◆ JOB A:
Copy out, word for word, the lines of the listing from the line containing "Phrase: red and white striped umbrella" through the last line of the listing.

◆ EXCERPTED PASSAGE:
++++
While intense jealousy plays out between the women, Legba has troubles of his own with a well-connected ex-girlfriend who wants him back. The threat of danger no less than the desperation of Haiti for poor, beautiful women hangs over the drama. Director and co-writer Laurent Cantet, working from a novel by Dany Laferriere, conveys the tension between foreigners and Haitians at nearly every turn. The relationships are pathetically unequal and devoid of respect or understanding. All the insouciance, rum drinks and coupling cannot vanquish a sense of foreboding. It’s sad, it’s true and it’s worth seeing.

From what I could gather from the end credits, the beach scenes were shot in the Dominican Republic, which shares the island mass of Hispaniola with Haiti. Discerning collectors who see “Heading South” may notice background glimpses of Vodou flags in beachside cabins and metal sculptures by Serge Jolimeau on the walls of the plein air restaurant. I’m still waiting for a film about Haitian art from a contemporary fictional or non-fictional perspective.
++++
◆ JOB B:
Reproduce the film review word for word from "From what I" to "or non-fictional perspective.".
++++
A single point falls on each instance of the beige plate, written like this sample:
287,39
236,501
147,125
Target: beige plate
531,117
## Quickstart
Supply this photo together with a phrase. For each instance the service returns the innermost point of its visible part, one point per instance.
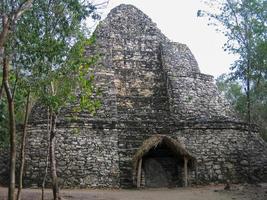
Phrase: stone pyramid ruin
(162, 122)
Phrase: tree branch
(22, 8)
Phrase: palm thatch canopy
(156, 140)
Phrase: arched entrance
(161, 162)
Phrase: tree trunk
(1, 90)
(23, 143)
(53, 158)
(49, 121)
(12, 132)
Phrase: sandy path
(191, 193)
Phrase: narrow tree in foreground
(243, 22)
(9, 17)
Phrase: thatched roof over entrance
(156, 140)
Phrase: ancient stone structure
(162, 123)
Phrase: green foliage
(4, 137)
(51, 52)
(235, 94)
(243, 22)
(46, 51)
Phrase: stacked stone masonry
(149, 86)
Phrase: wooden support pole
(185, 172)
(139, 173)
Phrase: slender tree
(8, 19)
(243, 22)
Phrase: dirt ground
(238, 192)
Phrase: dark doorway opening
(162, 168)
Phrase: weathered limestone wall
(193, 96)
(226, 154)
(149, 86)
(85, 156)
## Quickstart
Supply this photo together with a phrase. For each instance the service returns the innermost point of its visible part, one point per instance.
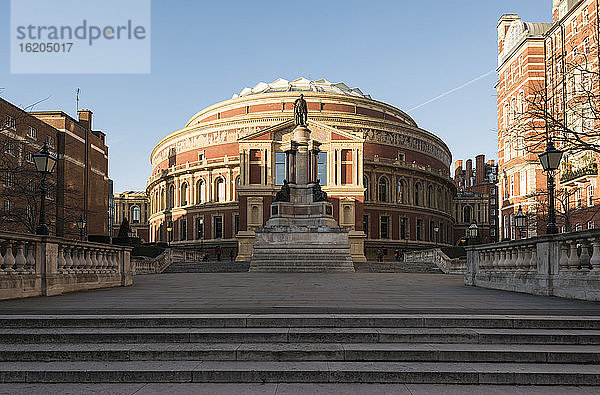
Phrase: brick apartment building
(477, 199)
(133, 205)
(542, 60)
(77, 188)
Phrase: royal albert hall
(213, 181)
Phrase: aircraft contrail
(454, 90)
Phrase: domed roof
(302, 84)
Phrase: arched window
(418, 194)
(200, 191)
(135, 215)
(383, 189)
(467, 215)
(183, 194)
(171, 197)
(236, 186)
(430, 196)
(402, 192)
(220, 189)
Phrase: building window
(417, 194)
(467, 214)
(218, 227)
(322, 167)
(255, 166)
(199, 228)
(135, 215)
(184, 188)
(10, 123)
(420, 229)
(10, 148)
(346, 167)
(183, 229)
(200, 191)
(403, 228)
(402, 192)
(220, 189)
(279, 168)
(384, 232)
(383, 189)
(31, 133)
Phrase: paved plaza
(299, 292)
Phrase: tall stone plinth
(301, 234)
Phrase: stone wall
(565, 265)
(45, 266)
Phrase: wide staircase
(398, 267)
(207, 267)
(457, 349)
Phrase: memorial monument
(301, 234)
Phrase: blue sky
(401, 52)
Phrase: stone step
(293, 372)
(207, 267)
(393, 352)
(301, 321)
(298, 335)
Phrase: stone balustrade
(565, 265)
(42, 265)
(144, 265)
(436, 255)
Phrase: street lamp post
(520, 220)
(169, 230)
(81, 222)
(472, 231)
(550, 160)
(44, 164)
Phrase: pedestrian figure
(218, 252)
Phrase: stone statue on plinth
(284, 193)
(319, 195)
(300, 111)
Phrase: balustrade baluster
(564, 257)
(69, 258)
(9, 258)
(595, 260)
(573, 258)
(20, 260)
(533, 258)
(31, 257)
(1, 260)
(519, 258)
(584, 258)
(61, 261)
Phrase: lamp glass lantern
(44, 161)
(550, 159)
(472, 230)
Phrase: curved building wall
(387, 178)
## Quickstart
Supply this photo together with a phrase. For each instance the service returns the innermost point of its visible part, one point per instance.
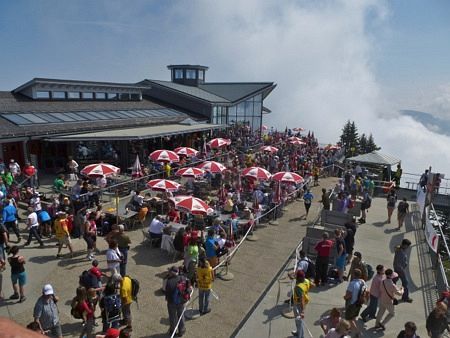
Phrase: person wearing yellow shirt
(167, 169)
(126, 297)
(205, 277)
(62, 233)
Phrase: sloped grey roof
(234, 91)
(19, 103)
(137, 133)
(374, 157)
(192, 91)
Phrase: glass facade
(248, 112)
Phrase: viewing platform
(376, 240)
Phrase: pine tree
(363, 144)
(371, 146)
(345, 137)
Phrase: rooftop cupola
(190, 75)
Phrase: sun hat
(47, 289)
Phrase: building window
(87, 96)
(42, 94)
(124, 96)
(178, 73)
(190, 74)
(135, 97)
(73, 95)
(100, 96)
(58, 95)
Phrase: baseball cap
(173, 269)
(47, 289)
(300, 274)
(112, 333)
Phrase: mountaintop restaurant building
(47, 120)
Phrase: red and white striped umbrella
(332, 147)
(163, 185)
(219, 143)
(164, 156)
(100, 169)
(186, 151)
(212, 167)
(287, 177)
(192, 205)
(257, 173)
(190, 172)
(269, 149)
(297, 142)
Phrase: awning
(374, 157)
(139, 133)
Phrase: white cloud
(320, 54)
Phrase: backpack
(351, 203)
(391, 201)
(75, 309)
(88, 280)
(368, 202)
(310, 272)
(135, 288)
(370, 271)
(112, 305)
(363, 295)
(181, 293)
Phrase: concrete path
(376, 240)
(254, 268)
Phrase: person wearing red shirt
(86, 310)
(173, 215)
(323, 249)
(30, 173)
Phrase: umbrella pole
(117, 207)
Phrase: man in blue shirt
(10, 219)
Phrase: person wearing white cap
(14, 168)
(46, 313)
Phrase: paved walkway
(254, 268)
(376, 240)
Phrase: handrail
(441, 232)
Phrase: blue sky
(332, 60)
++++
◆ PROBLEM SOLUTION A:
Phrase: red and white striped umbrella
(332, 147)
(163, 185)
(219, 143)
(164, 156)
(100, 169)
(186, 151)
(212, 167)
(287, 177)
(192, 205)
(257, 173)
(190, 172)
(269, 149)
(297, 142)
Phrase: awning
(374, 157)
(139, 133)
Phrase: white cloud
(320, 54)
Phrase: backpack
(351, 203)
(391, 201)
(75, 309)
(88, 280)
(368, 202)
(310, 272)
(135, 288)
(370, 271)
(112, 305)
(363, 295)
(181, 293)
Phrase: concrete path
(376, 240)
(254, 268)
Phrase: person wearing red shirt
(86, 310)
(173, 215)
(323, 249)
(30, 173)
Phrase: umbrella pole
(117, 207)
Phrase: man in blue shirt
(10, 219)
Phrase: person wearing white cap
(14, 168)
(46, 313)
Phrase: paved walkway
(254, 268)
(376, 240)
Phrase: handrail
(441, 232)
Phrase: blue sky
(332, 60)

◆ PROBLEM SOLUTION B:
From what I could gather from the end credits, the beach scenes were shot in the Dominican Republic, which shares the island mass of Hispaniola with Haiti. Discerning collectors who see “Heading South” may notice background glimpses of Vodou flags in beachside cabins and metal sculptures by Serge Jolimeau on the walls of the plein air restaurant. I’m still waiting for a film about Haitian art from a contemporary fictional or non-fictional perspective.